OBJECTIF DE L'EXERCICE :: Indiquez, d'après l'extrait fourni, quelle ville sert de toile de fond au roman « Jour de ressac ».
───── EXTRAIT FOURNI ─────
« Jour de ressac »( Gallimard) de Maylis de Kerangal est un des grands livres de la rentrée. Selon la chroniqueuse Littéraflure, il signe le grand retour de l'écrivaine. Selon elle, ce roman aux accents noirs, avec la ville du Havre en toile de fond, est magnifié par une remarquable qualité d’écriture, qui donne à ce récit une texture unique. Sans étonnement, le livre est déjà sélectionné dans les listes de plusieurs grands prix.
Maylis de Kerangal est de retour !
Depuis « Réparer les vivants », je ne la reconnaissais plus, enfermée dans un maniérisme caricatural dont « Un monde à portée de main » était le regrettable aboutissement. Comme si les effets de style avaient gommé le plaisir de la narration. Avec « Jour de ressac », c’est le contraire : sa qualité d’écriture donne à son récit une texture unique.
───── EXTRAITS DE DONNÉES ─────
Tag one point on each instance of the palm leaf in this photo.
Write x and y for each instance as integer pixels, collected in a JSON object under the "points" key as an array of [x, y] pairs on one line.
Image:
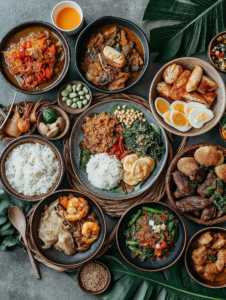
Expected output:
{"points": [[175, 285], [199, 21]]}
─────
CORRIGÉ DE L'EXERCICE :: La ville du Havre.